Görev Talimatı -
Aşağıdaki kayıtlarda "stem" kelimesinin geçtiği kaç satır var? Yalnızca sayıyı yazın.

Veri Satırları -
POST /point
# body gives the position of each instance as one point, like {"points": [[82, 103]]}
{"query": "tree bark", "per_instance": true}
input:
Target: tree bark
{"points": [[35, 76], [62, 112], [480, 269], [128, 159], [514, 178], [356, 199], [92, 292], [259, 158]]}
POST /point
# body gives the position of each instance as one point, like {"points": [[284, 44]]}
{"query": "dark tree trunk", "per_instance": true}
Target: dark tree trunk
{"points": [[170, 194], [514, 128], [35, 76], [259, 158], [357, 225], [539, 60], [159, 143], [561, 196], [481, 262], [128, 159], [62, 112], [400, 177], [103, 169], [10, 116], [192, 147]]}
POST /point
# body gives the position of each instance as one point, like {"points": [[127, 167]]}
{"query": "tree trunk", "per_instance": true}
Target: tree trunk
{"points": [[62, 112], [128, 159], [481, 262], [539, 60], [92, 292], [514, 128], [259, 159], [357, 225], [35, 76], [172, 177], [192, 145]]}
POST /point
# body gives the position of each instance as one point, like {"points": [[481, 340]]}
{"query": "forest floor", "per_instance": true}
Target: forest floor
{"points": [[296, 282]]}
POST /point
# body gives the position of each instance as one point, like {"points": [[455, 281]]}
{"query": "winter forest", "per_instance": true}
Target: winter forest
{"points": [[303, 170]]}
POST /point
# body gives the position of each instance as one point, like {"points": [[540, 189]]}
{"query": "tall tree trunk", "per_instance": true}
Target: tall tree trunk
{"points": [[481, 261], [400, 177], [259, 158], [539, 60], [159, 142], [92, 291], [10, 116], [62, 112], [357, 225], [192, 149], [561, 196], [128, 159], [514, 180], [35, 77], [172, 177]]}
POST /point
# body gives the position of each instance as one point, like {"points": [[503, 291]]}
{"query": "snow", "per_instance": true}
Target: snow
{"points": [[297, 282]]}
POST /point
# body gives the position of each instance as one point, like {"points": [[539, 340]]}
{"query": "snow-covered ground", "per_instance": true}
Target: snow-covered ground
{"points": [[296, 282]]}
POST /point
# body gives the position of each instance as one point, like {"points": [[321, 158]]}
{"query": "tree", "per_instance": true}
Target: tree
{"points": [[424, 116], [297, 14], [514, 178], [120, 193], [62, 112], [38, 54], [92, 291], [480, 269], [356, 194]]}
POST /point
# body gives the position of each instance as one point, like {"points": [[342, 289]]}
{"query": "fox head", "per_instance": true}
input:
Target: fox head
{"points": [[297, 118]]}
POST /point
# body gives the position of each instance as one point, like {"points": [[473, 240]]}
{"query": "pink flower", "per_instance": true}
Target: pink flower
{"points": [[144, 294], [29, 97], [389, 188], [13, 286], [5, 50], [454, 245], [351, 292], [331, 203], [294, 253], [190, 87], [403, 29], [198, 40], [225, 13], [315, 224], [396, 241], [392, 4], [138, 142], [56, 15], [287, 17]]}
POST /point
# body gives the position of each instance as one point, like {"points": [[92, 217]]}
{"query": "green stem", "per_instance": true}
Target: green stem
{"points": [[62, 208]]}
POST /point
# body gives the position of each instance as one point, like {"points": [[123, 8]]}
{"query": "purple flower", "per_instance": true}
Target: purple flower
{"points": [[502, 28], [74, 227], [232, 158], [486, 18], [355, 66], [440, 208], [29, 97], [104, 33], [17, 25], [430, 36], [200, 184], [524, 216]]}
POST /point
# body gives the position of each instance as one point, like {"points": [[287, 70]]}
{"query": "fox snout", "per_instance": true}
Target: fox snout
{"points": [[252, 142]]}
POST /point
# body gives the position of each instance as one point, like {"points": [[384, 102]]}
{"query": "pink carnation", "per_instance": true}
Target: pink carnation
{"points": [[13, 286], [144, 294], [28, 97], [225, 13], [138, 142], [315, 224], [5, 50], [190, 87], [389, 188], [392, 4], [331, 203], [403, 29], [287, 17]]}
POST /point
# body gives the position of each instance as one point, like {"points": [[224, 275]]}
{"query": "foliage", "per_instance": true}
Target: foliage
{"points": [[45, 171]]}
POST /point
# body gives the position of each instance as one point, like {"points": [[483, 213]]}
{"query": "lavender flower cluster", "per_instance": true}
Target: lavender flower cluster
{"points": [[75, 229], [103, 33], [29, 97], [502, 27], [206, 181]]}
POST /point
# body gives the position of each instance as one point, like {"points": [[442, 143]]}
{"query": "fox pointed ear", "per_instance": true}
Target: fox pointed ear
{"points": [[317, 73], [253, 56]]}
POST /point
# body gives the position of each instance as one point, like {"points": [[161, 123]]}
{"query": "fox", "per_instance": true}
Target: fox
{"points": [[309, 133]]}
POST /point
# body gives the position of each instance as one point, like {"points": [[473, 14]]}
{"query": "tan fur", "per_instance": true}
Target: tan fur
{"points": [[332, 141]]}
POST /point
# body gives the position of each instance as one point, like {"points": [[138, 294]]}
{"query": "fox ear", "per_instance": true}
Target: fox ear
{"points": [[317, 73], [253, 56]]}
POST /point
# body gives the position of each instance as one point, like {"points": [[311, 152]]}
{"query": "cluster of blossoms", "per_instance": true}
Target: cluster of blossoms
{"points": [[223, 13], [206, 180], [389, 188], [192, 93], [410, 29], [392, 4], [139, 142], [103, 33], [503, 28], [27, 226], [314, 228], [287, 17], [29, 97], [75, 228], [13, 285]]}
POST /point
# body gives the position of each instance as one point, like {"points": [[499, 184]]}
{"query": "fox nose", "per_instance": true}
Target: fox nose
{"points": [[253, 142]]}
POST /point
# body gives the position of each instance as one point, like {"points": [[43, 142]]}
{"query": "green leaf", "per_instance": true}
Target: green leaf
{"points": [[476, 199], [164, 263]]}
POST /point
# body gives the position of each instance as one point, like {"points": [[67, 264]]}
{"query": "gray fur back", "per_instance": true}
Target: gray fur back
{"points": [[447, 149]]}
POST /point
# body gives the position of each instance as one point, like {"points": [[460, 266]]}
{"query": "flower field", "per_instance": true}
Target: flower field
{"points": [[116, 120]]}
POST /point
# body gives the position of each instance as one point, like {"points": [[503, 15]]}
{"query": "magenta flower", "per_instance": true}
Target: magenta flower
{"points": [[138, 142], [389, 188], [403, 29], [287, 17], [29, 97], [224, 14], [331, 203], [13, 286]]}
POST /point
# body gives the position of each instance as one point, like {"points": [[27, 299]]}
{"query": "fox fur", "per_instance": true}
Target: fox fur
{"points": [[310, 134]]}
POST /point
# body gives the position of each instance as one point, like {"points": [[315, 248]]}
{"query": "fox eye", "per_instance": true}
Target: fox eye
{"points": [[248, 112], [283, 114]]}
...
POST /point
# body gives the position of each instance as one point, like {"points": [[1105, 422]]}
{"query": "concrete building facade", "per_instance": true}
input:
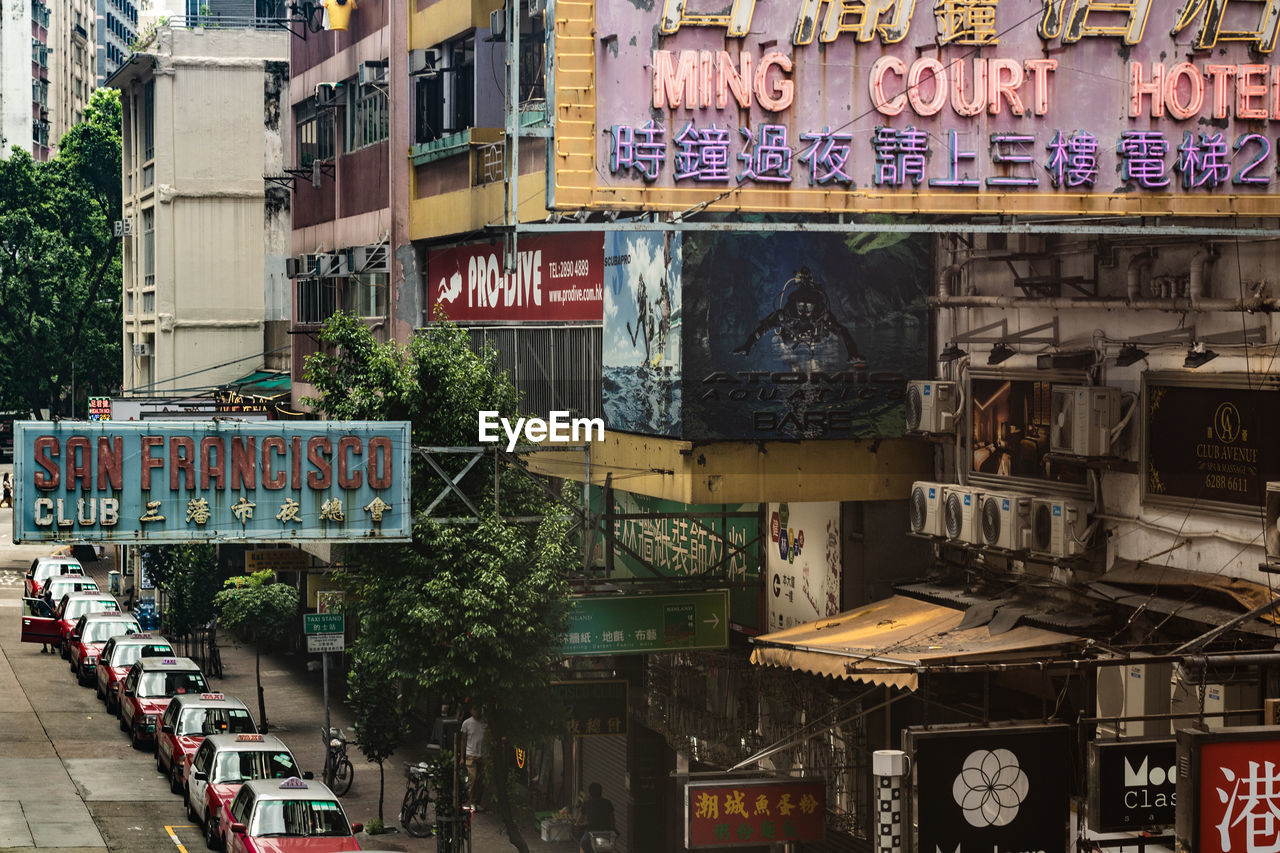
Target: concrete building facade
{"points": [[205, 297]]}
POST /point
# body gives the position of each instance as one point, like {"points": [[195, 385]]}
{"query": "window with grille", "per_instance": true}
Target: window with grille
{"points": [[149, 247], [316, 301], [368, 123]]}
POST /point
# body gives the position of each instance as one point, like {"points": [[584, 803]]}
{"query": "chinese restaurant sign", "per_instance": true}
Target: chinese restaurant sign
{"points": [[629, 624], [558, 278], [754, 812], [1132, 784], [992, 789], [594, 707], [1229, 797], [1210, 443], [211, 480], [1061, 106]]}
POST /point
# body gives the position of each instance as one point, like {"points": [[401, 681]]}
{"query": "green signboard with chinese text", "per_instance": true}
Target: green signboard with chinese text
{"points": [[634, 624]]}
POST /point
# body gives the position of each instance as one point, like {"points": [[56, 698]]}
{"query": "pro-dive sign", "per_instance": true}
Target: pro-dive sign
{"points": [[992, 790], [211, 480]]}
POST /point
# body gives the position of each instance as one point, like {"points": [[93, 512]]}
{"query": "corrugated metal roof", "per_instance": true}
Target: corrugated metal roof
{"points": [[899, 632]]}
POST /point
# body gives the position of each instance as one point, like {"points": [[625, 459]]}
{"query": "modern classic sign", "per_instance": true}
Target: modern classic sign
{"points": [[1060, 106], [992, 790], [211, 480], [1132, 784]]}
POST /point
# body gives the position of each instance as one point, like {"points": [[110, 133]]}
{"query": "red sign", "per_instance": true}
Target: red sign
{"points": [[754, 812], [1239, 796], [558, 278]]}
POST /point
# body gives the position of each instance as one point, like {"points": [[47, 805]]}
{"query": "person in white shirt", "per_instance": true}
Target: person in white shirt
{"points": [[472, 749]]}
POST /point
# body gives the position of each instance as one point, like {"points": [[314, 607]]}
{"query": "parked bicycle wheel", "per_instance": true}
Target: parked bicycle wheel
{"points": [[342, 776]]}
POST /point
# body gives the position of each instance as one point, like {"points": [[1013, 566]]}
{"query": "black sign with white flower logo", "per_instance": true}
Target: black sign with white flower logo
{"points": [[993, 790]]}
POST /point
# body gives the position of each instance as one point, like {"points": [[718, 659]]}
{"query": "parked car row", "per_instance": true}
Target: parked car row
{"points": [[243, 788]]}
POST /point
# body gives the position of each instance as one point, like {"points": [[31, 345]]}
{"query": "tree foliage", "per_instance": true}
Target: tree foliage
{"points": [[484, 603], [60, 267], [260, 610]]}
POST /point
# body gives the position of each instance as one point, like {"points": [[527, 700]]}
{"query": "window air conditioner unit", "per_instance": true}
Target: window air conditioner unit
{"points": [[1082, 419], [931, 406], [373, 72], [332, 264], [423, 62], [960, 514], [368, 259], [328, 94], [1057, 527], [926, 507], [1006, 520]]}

Görevin Çözümü -
2